In the early 21st century, however, Delhi’s municipal administration outgrew the historic building. Following the bifurcation and later trifurcation of the Municipal Corporation in 2012, the North, South and East Delhi Municipal Corporations jointly decided to move their offices to new premises. The 28-storey Shyama Prasad Mukherjee Civic Centre on Minto Road (Central Delhi) opened in 2010 as the modern headquarters for the unified MCD. Thereafter, Town Hall ceased to function as an administrative office. It has stood largely vacant since about 2012. Occasionally, it has been used for minor civic purposes (for example, as an “election work” office), but by the mid-2020s it had no permanent public utility.

== Architecture ==
The Town Hall is a distinguished example of colonial-period civic architecture in Delhi. It is a two-storey stuccoed masonry building, built of yellow-painted brick and stone with white carved stone. Its overall design fuses Victorian and Edwardian elements, heavy British urban styles of the late 19th century with some local (Mughal-inspired) landscaping. The exterior walls are bright yellow with white pillars, arches and cornices. Two broad porticos flank the front façade. According to The Times of India, the building was "erected in 1863 in brick and stone, painted yellow and white". It covers a large area: the central block plus two wings (east and west) comprise some 13,735 square metres of floor space, and the entire site (including grounds and gardens) spans roughly 16 acres.

The front of the Town Hall originally faced the Chowk Bazaar area. The grounds include formal gardens on the south (towards Chandni Chowk) and the north sides, laid out in a Mughal influenced style. The south garden features an octagonal fountain basin with a long alley of fountains leading to it. These gardens once belonged to Princess Jahanara, daughter of Shah Jahan. A circular stone pedestal in one of the courtyards hoists a statue of Mahatma Gandhi atop a pillar, with inscriptions in English, Hindi and Urdu on the pedestal illustrating his ideals of self-reliance.

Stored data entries

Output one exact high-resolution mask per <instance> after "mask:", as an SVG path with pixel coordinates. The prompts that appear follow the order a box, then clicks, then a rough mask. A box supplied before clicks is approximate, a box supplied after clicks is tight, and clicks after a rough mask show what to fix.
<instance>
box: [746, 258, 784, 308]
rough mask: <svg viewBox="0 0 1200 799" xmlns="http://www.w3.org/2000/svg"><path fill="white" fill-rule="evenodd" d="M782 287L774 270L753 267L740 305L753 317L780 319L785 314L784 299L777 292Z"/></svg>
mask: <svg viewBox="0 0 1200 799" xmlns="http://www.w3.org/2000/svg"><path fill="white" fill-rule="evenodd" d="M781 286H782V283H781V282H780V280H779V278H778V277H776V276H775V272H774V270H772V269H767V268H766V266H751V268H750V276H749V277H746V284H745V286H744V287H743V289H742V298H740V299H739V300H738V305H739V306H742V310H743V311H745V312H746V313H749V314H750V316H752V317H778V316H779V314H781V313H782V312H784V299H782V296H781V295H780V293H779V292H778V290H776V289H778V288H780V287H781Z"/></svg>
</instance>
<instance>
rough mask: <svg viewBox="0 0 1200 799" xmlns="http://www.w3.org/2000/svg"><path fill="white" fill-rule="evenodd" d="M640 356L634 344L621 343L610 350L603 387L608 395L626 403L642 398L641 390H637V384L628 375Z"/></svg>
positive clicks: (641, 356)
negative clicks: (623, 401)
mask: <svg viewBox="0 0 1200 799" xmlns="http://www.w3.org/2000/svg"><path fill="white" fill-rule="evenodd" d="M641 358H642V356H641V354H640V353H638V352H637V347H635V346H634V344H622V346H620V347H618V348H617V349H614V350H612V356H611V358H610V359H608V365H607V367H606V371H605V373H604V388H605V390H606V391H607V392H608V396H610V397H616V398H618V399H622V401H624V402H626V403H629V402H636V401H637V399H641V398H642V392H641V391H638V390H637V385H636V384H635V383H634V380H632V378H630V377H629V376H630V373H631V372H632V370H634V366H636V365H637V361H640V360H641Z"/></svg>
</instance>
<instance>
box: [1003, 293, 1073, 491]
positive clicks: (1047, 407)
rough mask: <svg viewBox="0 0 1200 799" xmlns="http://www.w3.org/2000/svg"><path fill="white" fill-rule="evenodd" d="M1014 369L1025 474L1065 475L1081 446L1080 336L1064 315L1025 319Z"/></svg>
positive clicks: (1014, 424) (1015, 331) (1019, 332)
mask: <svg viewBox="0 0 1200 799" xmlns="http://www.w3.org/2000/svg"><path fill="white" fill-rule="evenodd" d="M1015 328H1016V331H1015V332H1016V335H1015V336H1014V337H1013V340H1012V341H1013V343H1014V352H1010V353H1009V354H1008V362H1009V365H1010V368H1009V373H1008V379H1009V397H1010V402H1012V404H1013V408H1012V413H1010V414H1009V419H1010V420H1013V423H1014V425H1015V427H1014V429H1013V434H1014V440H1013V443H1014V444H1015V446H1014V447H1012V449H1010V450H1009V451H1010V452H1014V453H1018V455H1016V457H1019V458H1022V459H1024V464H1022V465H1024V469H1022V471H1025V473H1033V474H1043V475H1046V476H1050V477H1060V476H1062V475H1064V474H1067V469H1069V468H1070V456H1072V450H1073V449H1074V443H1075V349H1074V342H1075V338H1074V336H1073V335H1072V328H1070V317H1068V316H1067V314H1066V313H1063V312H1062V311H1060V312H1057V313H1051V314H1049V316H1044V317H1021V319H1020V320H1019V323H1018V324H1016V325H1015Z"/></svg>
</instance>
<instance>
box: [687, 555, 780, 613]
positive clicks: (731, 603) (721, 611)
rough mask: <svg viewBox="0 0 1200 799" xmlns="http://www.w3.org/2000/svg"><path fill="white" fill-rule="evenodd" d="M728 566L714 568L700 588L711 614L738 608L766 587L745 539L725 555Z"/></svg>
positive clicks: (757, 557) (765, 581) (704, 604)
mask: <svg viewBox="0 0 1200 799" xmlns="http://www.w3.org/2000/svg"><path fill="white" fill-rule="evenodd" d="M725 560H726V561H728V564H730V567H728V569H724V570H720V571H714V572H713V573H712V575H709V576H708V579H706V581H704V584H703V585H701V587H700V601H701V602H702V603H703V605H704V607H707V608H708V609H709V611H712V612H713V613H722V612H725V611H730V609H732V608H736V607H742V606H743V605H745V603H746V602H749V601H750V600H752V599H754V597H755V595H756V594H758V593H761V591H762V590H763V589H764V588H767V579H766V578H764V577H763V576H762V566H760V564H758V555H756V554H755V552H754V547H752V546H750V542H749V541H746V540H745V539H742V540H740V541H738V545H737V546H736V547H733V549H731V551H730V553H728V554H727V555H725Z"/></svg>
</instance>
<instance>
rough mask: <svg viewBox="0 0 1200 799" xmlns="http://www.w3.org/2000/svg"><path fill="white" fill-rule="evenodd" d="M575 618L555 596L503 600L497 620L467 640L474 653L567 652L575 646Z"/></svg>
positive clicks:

Your assignment =>
Rewrite the Delhi Town Hall text from "In the early" to "permanent public utility.", putting "unoccupied" in place of "vacant".

Answer to the exercise =>
In the early 21st century, however, Delhi’s municipal administration outgrew the historic building. Following the bifurcation and later trifurcation of the Municipal Corporation in 2012, the North, South and East Delhi Municipal Corporations jointly decided to move their offices to new premises. The 28-storey Shyama Prasad Mukherjee Civic Centre on Minto Road (Central Delhi) opened in 2010 as the modern headquarters for the unified MCD. Thereafter, Town Hall ceased to function as an administrative office. It has stood largely unoccupied since about 2012. Occasionally, it has been used for minor civic purposes (for example, as an “election work” office), but by the mid-2020s it had no permanent public utility.